» Page extract:
Science

Those Damn Hats Won't Disintegrate

You could always burn them to create energy.

by Kastalia Medrano
Getty Images / Spencer Platt

The business of Making America Great Again came with a lot of crappy merch, the most iconic of which has been that red baseball cap. Now that Trump’s campaign is over, what exactly happens to all those red hats? A number will be kept as mementos, sure, but it’s a reasonable guess that a whole bunch are eventually headed to the landfill. The actual hat is made of rope and plastic, and unfortunately will outlast the man himself many times over.

“Any number I give you could be off by a factor of two,” Dr. Morton Barlaz, Head of the Department of Civil, Construction, and Environmental Engineering at North Carolina State University, tells Inverse. “It depends on the landfill … it depends on if the rope is natural fiber or synthetic. If it’s plastic, we don’t have any evidence that it will ever degrade, biologically. It’s essentially buried forever. At some point it may crumble and not be recognizable, [but it] won’t degrade.”

» Data for analysis:

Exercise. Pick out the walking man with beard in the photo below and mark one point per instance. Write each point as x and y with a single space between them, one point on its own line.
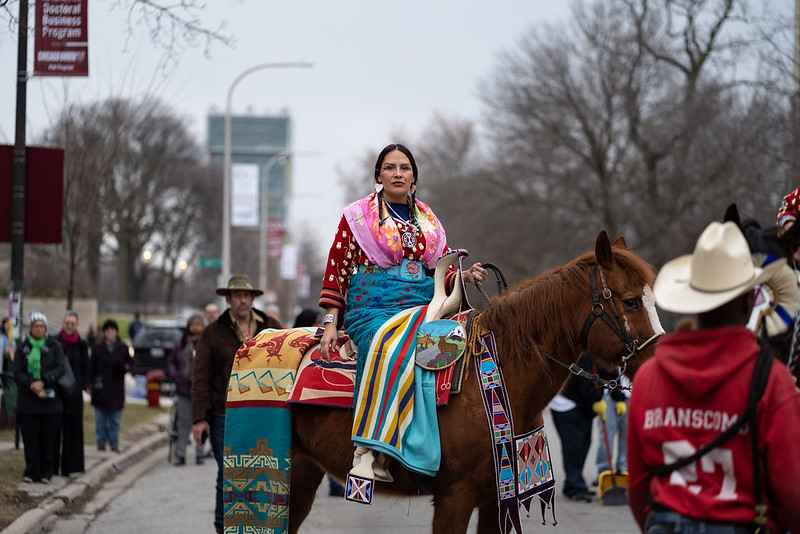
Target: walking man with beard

---

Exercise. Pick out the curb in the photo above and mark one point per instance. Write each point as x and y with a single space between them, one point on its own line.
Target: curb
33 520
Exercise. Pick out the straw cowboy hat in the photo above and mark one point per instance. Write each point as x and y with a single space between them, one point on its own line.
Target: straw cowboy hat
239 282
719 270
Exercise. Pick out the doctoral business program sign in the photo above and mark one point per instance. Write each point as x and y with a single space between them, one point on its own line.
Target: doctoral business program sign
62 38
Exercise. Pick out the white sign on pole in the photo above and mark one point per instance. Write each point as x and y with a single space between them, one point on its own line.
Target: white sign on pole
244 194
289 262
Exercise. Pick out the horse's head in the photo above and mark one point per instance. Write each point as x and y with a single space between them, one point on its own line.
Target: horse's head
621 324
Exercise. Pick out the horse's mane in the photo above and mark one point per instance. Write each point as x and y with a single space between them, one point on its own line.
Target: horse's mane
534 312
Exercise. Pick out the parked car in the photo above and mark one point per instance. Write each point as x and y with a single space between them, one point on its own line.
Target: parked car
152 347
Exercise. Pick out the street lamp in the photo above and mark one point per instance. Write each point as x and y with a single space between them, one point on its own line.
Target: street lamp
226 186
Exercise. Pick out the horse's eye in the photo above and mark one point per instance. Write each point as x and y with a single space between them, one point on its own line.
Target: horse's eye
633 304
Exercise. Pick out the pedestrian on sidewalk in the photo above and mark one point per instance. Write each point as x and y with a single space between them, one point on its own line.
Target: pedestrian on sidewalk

» Exercise instructions:
a) Please rewrite the paragraph in the campaign hats article that begins "The business of Making America Great Again" as a short list, keeping its main facts.
b) From the campaign hats article, reproduce the text starting at "The business of" and ending at "many times over.".

» Solved problems:
a)
- Making America Great Again brought a lot of cheap merchandise, and the red baseball cap became the best-known item.
- With Trump's campaign over, some hats will be kept as mementos, but many are likely to end up in landfills.
- The hat is made of rope and plastic and will outlast Trump many times over.

b)
The business of Making America Great Again came with a lot of crappy merch, the most iconic of which has been that red baseball cap. Now that Trump’s campaign is over, what exactly happens to all those red hats? A number will be kept as mementos, sure, but it’s a reasonable guess that a whole bunch are eventually headed to the landfill. The actual hat is made of rope and plastic, and unfortunately will outlast the man himself many times over.